→ Work instructions
Recast every line of the records below as a numbered list, leaving out blank lines.

→ Data rows
########################################

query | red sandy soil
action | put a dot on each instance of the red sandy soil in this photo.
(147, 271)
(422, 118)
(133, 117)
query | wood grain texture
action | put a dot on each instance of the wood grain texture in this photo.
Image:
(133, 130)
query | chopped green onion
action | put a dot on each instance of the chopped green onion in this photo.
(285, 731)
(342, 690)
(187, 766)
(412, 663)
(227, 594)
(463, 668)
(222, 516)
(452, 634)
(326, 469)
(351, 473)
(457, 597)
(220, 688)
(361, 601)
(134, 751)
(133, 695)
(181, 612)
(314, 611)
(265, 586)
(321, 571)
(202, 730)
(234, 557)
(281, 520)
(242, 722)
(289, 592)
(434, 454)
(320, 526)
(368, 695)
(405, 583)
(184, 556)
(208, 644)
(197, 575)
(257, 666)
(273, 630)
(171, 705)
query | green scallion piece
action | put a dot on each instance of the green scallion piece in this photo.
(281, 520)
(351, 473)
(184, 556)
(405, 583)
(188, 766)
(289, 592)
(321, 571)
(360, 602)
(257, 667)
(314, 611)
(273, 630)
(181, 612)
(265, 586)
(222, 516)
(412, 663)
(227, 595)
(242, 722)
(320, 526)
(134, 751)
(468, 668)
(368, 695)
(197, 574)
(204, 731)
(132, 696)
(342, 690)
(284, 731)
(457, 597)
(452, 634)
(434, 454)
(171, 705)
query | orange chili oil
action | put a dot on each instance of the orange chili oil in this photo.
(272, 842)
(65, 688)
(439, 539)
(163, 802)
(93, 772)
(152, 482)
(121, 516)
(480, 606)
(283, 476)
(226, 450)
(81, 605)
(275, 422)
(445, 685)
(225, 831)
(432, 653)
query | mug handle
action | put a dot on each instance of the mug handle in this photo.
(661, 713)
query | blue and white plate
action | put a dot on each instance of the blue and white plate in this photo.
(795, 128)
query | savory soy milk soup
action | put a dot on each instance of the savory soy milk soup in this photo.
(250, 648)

########################################

→ Written reply
1. query | red sandy soil
2. action | put a dot on each instance of the red sandy soil in this photo.
3. (147, 271)
4. (422, 118)
5. (133, 117)
6. query | wood grain texture
7. action | put a dot on each instance of the wood grain texture in this photo.
8. Image:
9. (133, 130)
10. query | chopped green onion
11. action | put a dot on each instance of the chopped green onion in this photo.
12. (285, 731)
13. (342, 690)
14. (187, 766)
15. (412, 663)
16. (227, 594)
17. (463, 668)
18. (222, 516)
19. (452, 634)
20. (326, 469)
21. (351, 473)
22. (457, 597)
23. (220, 688)
24. (361, 601)
25. (134, 751)
26. (133, 695)
27. (181, 612)
28. (314, 611)
29. (265, 586)
30. (321, 571)
31. (202, 730)
32. (234, 557)
33. (281, 520)
34. (242, 722)
35. (289, 592)
36. (434, 454)
37. (320, 526)
38. (368, 695)
39. (405, 583)
40. (184, 556)
41. (208, 644)
42. (197, 575)
43. (257, 666)
44. (273, 630)
45. (171, 705)
46. query | green scallion piece
47. action | put a dot on each instance of the green scallion piece in this photo.
48. (281, 520)
49. (351, 473)
50. (184, 556)
51. (405, 583)
52. (188, 766)
53. (289, 592)
54. (321, 571)
55. (360, 602)
56. (257, 667)
57. (314, 611)
58. (273, 630)
59. (181, 612)
60. (265, 586)
61. (222, 516)
62. (412, 663)
63. (227, 595)
64. (242, 722)
65. (320, 526)
66. (134, 751)
67. (468, 668)
68. (368, 695)
69. (197, 574)
70. (204, 731)
71. (132, 696)
72. (342, 690)
73. (284, 731)
74. (457, 597)
75. (452, 634)
76. (434, 454)
77. (171, 705)
78. query | orange chili oil
79. action | put a dot on each instance of the orange chili oil in this photo.
80. (272, 842)
81. (65, 688)
82. (439, 539)
83. (163, 802)
84. (93, 772)
85. (152, 482)
86. (121, 516)
87. (480, 606)
88. (283, 476)
89. (226, 450)
90. (81, 605)
91. (275, 422)
92. (445, 685)
93. (225, 831)
94. (432, 653)
95. query | mug handle
96. action | put a dot on each instance of the mug handle in this photo.
97. (661, 713)
98. query | blue and white plate
99. action | put a dot on each instance of the blue and white plate in this photo.
100. (795, 128)
101. query | savory soy milk soup
102. action | put a dot on each instance of the savory soy milk soup in this photo.
103. (250, 648)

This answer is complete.